Data under study:
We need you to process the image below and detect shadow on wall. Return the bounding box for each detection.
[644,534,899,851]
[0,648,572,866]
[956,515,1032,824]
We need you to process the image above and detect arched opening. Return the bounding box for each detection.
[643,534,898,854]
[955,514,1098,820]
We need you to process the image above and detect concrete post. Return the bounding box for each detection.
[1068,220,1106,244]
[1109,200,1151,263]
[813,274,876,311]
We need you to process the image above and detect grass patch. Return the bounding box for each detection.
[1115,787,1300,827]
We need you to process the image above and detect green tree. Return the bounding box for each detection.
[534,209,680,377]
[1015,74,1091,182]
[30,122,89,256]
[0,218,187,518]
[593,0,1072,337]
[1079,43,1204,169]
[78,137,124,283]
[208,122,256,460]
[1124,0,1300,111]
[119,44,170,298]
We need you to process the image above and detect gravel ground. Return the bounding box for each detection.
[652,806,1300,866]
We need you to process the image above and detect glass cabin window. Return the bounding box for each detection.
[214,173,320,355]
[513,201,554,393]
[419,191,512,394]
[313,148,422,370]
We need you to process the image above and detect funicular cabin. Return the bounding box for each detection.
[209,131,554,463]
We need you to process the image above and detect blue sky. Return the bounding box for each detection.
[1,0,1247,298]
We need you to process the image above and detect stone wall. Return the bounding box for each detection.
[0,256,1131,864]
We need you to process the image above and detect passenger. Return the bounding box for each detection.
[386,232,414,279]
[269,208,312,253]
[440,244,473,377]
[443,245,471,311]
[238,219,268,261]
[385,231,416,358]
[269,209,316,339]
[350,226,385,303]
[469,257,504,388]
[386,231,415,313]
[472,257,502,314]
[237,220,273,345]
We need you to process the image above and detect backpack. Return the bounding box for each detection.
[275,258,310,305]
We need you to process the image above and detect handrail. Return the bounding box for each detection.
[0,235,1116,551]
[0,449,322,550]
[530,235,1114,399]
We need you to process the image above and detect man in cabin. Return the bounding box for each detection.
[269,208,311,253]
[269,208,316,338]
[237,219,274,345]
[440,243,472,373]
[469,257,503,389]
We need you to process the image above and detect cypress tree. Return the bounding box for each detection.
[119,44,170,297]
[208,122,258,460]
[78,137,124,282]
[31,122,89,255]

How to complete this task:
Exactly as they appear, output the line holding "We need you to process the image above and detect blue" and all lines after it through the end of the listing above, and only those.

Output below:
We need you to process the image above and detect blue sky. Return the bounding box for each detection.
[1,0,1247,298]
We need you to process the image above and detect stone wall. Return the bounding box for each detection.
[0,256,1131,864]
We need you to process the image above and detect passenger. Return the bounding box for each detection.
[386,232,414,279]
[269,208,312,253]
[440,244,473,377]
[443,245,471,311]
[238,219,268,261]
[385,231,416,358]
[269,209,316,339]
[350,226,385,303]
[469,257,504,388]
[386,231,415,313]
[472,257,502,314]
[237,220,273,345]
We need you to process the image above and detect backpack. Return the bounding box for each detection.
[275,258,310,305]
We need you to process the image above and detect handrail. Return the bounding box for each detection.
[0,235,1116,551]
[0,449,322,550]
[530,235,1114,399]
We need you to process the image above and detect man in cabin. Return the bounding box for each detection.
[269,208,311,253]
[269,208,316,338]
[237,219,274,345]
[440,243,472,373]
[469,257,503,389]
We need you to process the image above and detect cypress tree. Return the bounding box for each detection.
[119,44,170,297]
[208,122,258,460]
[78,137,124,282]
[31,122,89,255]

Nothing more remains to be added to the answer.